- **Short problem**
Exactly as given, write out the lines from the one containing "the hallway, and" through the end of the listing, with both ends included and nothing else.

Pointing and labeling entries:

* * * * * * *

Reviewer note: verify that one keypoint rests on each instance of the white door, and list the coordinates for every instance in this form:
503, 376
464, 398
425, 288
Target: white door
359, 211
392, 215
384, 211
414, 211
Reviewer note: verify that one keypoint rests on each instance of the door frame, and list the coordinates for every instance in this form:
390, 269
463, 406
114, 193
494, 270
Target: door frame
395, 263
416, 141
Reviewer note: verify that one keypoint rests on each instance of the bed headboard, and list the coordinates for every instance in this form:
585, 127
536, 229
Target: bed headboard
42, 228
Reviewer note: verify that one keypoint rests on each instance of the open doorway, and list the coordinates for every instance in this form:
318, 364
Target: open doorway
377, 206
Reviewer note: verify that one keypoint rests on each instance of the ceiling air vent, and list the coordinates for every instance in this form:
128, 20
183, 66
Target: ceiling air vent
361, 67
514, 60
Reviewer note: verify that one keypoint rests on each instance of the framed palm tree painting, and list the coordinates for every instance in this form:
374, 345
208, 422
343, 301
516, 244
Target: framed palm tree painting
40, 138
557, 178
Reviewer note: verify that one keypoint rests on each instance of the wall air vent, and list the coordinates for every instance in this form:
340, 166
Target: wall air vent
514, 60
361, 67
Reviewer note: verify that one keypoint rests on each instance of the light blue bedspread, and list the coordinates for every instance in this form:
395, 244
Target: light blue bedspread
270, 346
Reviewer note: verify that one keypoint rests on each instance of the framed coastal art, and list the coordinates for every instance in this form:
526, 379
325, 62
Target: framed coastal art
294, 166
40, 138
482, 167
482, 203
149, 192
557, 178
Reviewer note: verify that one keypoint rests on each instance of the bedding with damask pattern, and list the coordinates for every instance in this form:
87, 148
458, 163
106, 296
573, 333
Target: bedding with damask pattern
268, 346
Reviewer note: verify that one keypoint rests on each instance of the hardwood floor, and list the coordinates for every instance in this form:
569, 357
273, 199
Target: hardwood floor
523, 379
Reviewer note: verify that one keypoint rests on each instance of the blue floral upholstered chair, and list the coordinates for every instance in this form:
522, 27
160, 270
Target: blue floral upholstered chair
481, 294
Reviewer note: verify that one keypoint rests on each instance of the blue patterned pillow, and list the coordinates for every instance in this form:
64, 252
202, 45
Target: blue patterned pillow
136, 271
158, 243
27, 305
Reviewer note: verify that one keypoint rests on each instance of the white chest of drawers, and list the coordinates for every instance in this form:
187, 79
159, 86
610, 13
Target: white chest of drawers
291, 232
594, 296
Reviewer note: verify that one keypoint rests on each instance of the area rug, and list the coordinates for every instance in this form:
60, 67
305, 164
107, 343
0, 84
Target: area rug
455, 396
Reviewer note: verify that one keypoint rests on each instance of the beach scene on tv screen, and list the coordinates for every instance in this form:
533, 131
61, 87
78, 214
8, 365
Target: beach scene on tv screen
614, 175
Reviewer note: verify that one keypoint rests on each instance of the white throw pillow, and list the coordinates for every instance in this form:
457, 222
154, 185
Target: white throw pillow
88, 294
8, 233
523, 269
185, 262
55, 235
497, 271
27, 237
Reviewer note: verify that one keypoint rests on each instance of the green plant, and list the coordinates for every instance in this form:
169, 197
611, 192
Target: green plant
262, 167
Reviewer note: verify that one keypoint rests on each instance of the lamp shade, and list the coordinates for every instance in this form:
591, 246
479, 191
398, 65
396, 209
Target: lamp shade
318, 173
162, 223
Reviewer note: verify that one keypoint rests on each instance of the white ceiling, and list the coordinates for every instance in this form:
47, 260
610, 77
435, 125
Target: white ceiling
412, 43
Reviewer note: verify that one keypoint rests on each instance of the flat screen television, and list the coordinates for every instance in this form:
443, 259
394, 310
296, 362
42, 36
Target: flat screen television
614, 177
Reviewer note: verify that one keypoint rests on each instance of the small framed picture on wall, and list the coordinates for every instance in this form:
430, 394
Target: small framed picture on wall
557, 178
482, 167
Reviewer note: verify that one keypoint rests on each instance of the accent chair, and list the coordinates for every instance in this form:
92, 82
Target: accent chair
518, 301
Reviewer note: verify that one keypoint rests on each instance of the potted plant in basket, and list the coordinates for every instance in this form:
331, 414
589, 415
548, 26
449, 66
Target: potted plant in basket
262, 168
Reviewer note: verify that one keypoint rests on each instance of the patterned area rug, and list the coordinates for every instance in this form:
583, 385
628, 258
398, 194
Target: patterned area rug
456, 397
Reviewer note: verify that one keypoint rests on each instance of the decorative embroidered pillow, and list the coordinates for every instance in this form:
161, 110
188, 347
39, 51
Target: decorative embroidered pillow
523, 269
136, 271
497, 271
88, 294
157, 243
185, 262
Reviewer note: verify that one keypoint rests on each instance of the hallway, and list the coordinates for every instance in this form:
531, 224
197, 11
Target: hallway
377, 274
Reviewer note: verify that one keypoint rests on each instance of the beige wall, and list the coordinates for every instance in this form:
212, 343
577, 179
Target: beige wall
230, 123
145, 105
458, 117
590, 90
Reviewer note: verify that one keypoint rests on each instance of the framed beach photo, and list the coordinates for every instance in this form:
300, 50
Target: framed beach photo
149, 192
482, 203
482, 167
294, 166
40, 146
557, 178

* * * * * * *

- **Solution to this problem**
Reviewer note: verify that one keypoint rests on each instance of the hallway, and list the coordinates for every instance in this form:
531, 224
197, 11
Target: hallway
377, 274
Reviewer note: verify that one keypoint rests on each instance of the beige wall, and list the coordinates for every instance in this form:
212, 343
577, 179
Target: beige wall
230, 123
145, 105
458, 117
590, 90
Reviewer note: verify that one keypoint rests on each instance of the framed beach photo, and list the coordinates for every instance in this form:
300, 50
Target: framed beach photo
149, 192
482, 203
482, 167
294, 166
40, 146
557, 178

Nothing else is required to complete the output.